What the task asks » Please recast the rows below as a Markdown table with the columns No. and Line, numbering each line in order and skipping any blank ones.

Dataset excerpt
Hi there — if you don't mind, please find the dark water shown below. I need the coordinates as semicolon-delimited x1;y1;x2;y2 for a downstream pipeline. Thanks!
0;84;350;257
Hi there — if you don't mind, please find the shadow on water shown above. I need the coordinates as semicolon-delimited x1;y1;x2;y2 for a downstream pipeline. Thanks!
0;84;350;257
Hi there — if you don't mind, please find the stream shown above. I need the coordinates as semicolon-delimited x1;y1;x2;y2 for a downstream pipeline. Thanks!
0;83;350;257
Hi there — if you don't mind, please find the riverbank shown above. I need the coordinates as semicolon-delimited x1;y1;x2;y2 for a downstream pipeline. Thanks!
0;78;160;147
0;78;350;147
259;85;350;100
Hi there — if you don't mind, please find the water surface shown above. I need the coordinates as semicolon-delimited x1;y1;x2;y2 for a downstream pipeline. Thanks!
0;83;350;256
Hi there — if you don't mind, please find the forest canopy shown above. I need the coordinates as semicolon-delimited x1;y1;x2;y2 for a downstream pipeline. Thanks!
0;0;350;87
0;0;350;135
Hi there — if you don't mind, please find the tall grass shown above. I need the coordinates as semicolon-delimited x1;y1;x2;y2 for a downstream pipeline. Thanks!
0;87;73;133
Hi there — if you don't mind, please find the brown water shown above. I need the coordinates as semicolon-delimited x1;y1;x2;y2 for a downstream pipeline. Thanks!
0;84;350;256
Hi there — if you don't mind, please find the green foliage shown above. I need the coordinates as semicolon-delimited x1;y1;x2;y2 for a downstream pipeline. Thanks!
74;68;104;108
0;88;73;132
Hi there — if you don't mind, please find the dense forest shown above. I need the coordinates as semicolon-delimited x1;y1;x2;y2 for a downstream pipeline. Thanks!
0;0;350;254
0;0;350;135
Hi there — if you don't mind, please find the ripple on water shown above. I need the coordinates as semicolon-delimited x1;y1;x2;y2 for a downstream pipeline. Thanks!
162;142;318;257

Worked solution »
| No. | Line |
|---|---|
| 1 | Hi there — if you don't mind, please find the dark water shown below. I need the coordinates as semicolon-delimited x1;y1;x2;y2 for a downstream pipeline. Thanks! |
| 2 | 0;84;350;257 |
| 3 | Hi there — if you don't mind, please find the shadow on water shown above. I need the coordinates as semicolon-delimited x1;y1;x2;y2 for a downstream pipeline. Thanks! |
| 4 | 0;84;350;257 |
| 5 | Hi there — if you don't mind, please find the stream shown above. I need the coordinates as semicolon-delimited x1;y1;x2;y2 for a downstream pipeline. Thanks! |
| 6 | 0;83;350;257 |
| 7 | Hi there — if you don't mind, please find the riverbank shown above. I need the coordinates as semicolon-delimited x1;y1;x2;y2 for a downstream pipeline. Thanks! |
| 8 | 0;78;160;147 |
| 9 | 0;78;350;147 |
| 10 | 259;85;350;100 |
| 11 | Hi there — if you don't mind, please find the water surface shown above. I need the coordinates as semicolon-delimited x1;y1;x2;y2 for a downstream pipeline. Thanks! |
| 12 | 0;83;350;256 |
| 13 | Hi there — if you don't mind, please find the forest canopy shown above. I need the coordinates as semicolon-delimited x1;y1;x2;y2 for a downstream pipeline. Thanks! |
| 14 | 0;0;350;87 |
| 15 | 0;0;350;135 |
| 16 | Hi there — if you don't mind, please find the tall grass shown above. I need the coordinates as semicolon-delimited x1;y1;x2;y2 for a downstream pipeline. Thanks! |
| 17 | 0;87;73;133 |
| 18 | Hi there — if you don't mind, please find the brown water shown above. I need the coordinates as semicolon-delimited x1;y1;x2;y2 for a downstream pipeline. Thanks! |
| 19 | 0;84;350;256 |
| 20 | Hi there — if you don't mind, please find the green foliage shown above. I need the coordinates as semicolon-delimited x1;y1;x2;y2 for a downstream pipeline. Thanks! |
| 21 | 74;68;104;108 |
| 22 | 0;88;73;132 |
| 23 | Hi there — if you don't mind, please find the dense forest shown above. I need the coordinates as semicolon-delimited x1;y1;x2;y2 for a downstream pipeline. Thanks! |
| 24 | 0;0;350;254 |
| 25 | 0;0;350;135 |
| 26 | Hi there — if you don't mind, please find the ripple on water shown above. I need the coordinates as semicolon-delimited x1;y1;x2;y2 for a downstream pipeline. Thanks! |
| 27 | 162;142;318;257 |